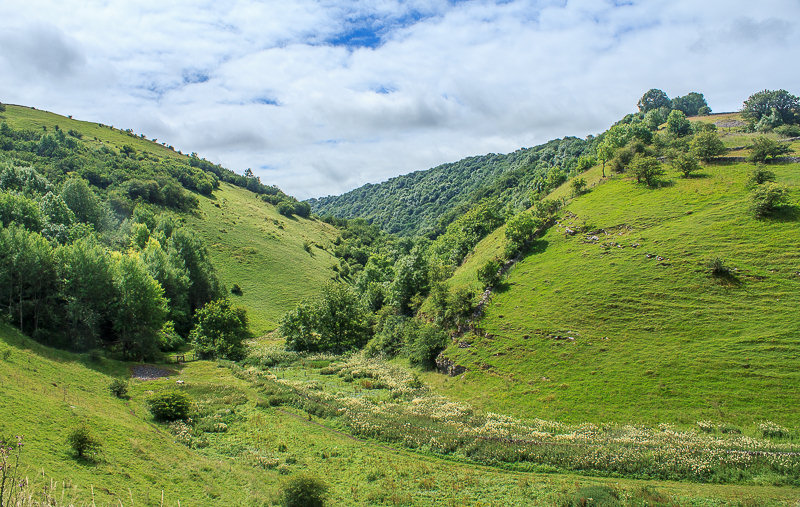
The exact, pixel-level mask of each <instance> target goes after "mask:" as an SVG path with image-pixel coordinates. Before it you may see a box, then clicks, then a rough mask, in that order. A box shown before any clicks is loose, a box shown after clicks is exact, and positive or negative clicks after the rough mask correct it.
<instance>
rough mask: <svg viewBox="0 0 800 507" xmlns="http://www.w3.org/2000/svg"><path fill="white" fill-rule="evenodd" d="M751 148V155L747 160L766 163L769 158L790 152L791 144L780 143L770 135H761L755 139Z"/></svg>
mask: <svg viewBox="0 0 800 507" xmlns="http://www.w3.org/2000/svg"><path fill="white" fill-rule="evenodd" d="M750 149H751V151H750V156H749V157H747V160H748V161H750V162H753V163H764V162H766V161H767V159H771V158H775V157H780V156H781V155H786V154H787V153H789V144H788V143H779V142H777V141H773V140H772V139H770V138H769V137H766V136H760V137H757V138H755V139H754V140H753V145H752V146H751V147H750Z"/></svg>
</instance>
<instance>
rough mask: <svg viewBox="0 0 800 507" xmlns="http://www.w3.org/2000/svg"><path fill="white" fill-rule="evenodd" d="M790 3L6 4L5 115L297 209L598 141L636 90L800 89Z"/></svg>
mask: <svg viewBox="0 0 800 507" xmlns="http://www.w3.org/2000/svg"><path fill="white" fill-rule="evenodd" d="M798 24H800V1H799V0H759V1H758V2H753V1H752V0H709V1H702V2H699V1H696V0H648V1H644V0H642V1H638V0H632V1H622V0H613V1H599V0H591V1H590V0H576V1H572V0H567V1H564V0H562V1H544V0H543V1H536V0H505V1H499V0H497V1H488V0H486V1H484V0H473V1H469V0H466V1H464V0H462V1H455V0H449V1H447V0H429V1H418V0H369V1H358V2H356V1H341V0H317V1H312V0H296V1H288V0H280V1H255V0H238V1H219V0H216V1H187V0H169V1H163V0H158V1H154V0H137V1H135V2H131V1H116V0H81V1H72V0H60V1H44V0H3V1H2V2H0V102H5V103H12V104H23V105H27V106H34V107H36V108H38V109H45V110H49V111H53V112H56V113H59V114H64V115H73V116H74V117H75V118H77V119H82V120H88V121H96V122H102V123H105V124H111V125H114V126H115V127H118V128H123V129H126V128H131V129H133V130H134V131H135V132H136V133H138V134H144V135H146V136H147V137H148V138H157V139H158V140H159V142H167V143H168V144H170V145H173V146H175V148H176V149H180V150H182V151H183V152H184V153H190V152H196V153H198V154H199V155H200V156H202V157H205V158H207V159H209V160H211V161H213V162H217V163H221V164H222V165H224V166H226V167H228V168H230V169H233V170H234V171H236V172H240V173H241V172H243V171H244V170H245V169H247V168H251V169H252V170H253V172H254V173H255V174H256V175H258V176H259V177H260V178H261V180H262V182H263V183H266V184H277V185H278V186H279V187H281V188H282V189H283V190H284V191H286V192H287V193H289V194H291V195H295V196H296V197H298V198H301V199H303V198H308V197H318V196H324V195H329V194H339V193H342V192H345V191H347V190H350V189H352V188H355V187H358V186H360V185H363V184H365V183H377V182H380V181H384V180H386V179H388V178H390V177H392V176H396V175H398V174H405V173H408V172H411V171H415V170H420V169H426V168H429V167H433V166H436V165H438V164H441V163H444V162H452V161H456V160H459V159H461V158H463V157H466V156H470V155H480V154H484V153H490V152H495V153H506V152H510V151H514V150H516V149H518V148H520V147H527V146H533V145H536V144H540V143H543V142H546V141H548V140H550V139H553V138H557V137H563V136H566V135H574V136H578V137H585V136H586V135H588V134H596V133H599V132H602V131H603V130H605V129H606V128H607V127H608V126H609V125H610V124H611V123H613V122H614V121H616V120H618V119H620V118H621V117H622V116H624V115H625V114H626V113H629V112H633V111H635V110H636V102H637V100H638V99H639V97H641V95H642V94H643V93H644V92H645V91H647V90H648V89H650V88H660V89H662V90H664V91H665V92H666V93H667V94H668V95H669V96H670V97H674V96H677V95H685V94H687V93H689V92H691V91H698V92H701V93H703V94H705V97H706V99H707V100H708V103H709V105H710V106H711V108H712V110H714V111H716V112H722V111H735V110H738V109H739V108H740V107H741V104H742V101H743V100H744V99H746V98H747V97H748V96H749V95H750V94H752V93H753V92H756V91H758V90H762V89H779V88H784V89H787V90H789V91H790V92H792V93H794V94H798V93H800V89H798V88H799V87H798V84H800V65H798V58H797V51H798V48H800V27H798Z"/></svg>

--------

→ **Job item**:
Copy every row above word for word, but leave out the pictures.

→ **Answer area**:
The exact, pixel-level mask of each <instance> target goes after "mask:" as an SVG path with image-pixel coordinates. Before it you may see a box, then clicks, then a rough mask, in that order. A box shown before any clicks is loose, a box shown after clicks is exact, and positive or negative clicks after the rough mask correct it.
<instance>
rough mask: <svg viewBox="0 0 800 507" xmlns="http://www.w3.org/2000/svg"><path fill="white" fill-rule="evenodd" d="M751 148V155L747 160L766 163L769 158L790 152L791 144L780 143L770 135H761L755 139Z"/></svg>
mask: <svg viewBox="0 0 800 507" xmlns="http://www.w3.org/2000/svg"><path fill="white" fill-rule="evenodd" d="M750 149H751V151H750V156H749V157H747V160H748V161H750V162H753V163H764V162H766V161H767V159H771V158H775V157H780V156H781V155H786V154H787V153H789V144H788V143H779V142H777V141H773V140H772V139H770V138H769V137H766V136H760V137H757V138H755V139H754V140H753V145H752V146H751V147H750Z"/></svg>
</instance>
<instance>
rough mask: <svg viewBox="0 0 800 507" xmlns="http://www.w3.org/2000/svg"><path fill="white" fill-rule="evenodd" d="M790 3L6 4L5 115L297 209L598 141L636 90L800 89Z"/></svg>
mask: <svg viewBox="0 0 800 507" xmlns="http://www.w3.org/2000/svg"><path fill="white" fill-rule="evenodd" d="M798 24H800V1H799V0H759V1H758V2H753V1H752V0H709V1H702V2H699V1H696V0H648V1H644V0H642V1H638V0H632V1H622V0H613V1H599V0H591V1H590V0H576V1H572V0H567V1H564V0H562V1H544V0H543V1H536V0H505V1H499V0H497V1H488V0H486V1H484V0H473V1H469V0H466V1H464V0H462V1H455V0H449V1H447V0H429V1H418V0H369V1H358V2H356V1H341V0H317V1H312V0H296V1H288V0H280V1H255V0H238V1H219V0H216V1H187V0H169V1H163V0H158V1H154V0H137V1H135V2H131V1H116V0H81V1H72V0H60V1H44V0H3V1H2V2H0V102H5V103H12V104H23V105H27V106H34V107H36V108H38V109H45V110H49V111H53V112H56V113H59V114H64V115H73V116H74V117H75V118H77V119H82V120H88V121H96V122H102V123H105V124H111V125H114V126H115V127H118V128H123V129H126V128H131V129H133V130H134V131H135V132H136V133H138V134H144V135H146V136H147V137H148V138H157V139H158V140H159V142H167V143H168V144H170V145H173V146H175V148H176V149H180V150H182V151H183V152H184V153H190V152H196V153H198V154H199V155H200V156H202V157H205V158H207V159H209V160H211V161H213V162H217V163H221V164H222V165H224V166H226V167H228V168H230V169H233V170H234V171H236V172H240V173H241V172H243V171H244V170H245V169H247V168H251V169H252V170H253V172H254V173H255V174H256V175H258V176H259V177H260V178H261V180H262V182H263V183H266V184H277V185H278V186H279V187H281V188H282V189H283V190H284V191H286V192H287V193H289V194H291V195H295V196H296V197H298V198H301V199H303V198H308V197H318V196H324V195H329V194H339V193H342V192H345V191H347V190H350V189H352V188H355V187H358V186H360V185H363V184H365V183H377V182H380V181H384V180H386V179H388V178H390V177H392V176H396V175H398V174H405V173H408V172H411V171H415V170H420V169H426V168H429V167H433V166H436V165H438V164H441V163H444V162H452V161H456V160H459V159H461V158H463V157H466V156H470V155H480V154H484V153H490V152H495V153H506V152H510V151H514V150H516V149H518V148H520V147H527V146H533V145H536V144H540V143H543V142H546V141H548V140H550V139H553V138H557V137H563V136H566V135H574V136H578V137H585V136H586V135H588V134H596V133H599V132H602V131H603V130H605V129H606V128H607V127H608V126H609V125H610V124H611V123H613V122H614V121H616V120H618V119H620V118H621V117H622V116H624V115H625V114H626V113H629V112H633V111H635V110H636V102H637V100H638V99H639V97H641V95H642V94H643V93H644V92H645V91H647V90H648V89H650V88H660V89H662V90H664V91H665V92H666V93H667V94H668V95H669V96H670V97H674V96H677V95H685V94H687V93H689V92H691V91H698V92H701V93H703V94H705V97H706V99H707V100H708V103H709V105H710V106H711V108H712V110H714V111H716V112H722V111H735V110H738V109H739V108H740V107H741V104H742V101H743V100H744V99H746V98H747V97H748V96H749V95H750V94H752V93H753V92H756V91H758V90H762V89H779V88H784V89H787V90H789V91H790V92H792V93H794V94H798V93H800V89H798V88H799V87H798V84H800V65H798V58H797V51H798V48H800V27H798Z"/></svg>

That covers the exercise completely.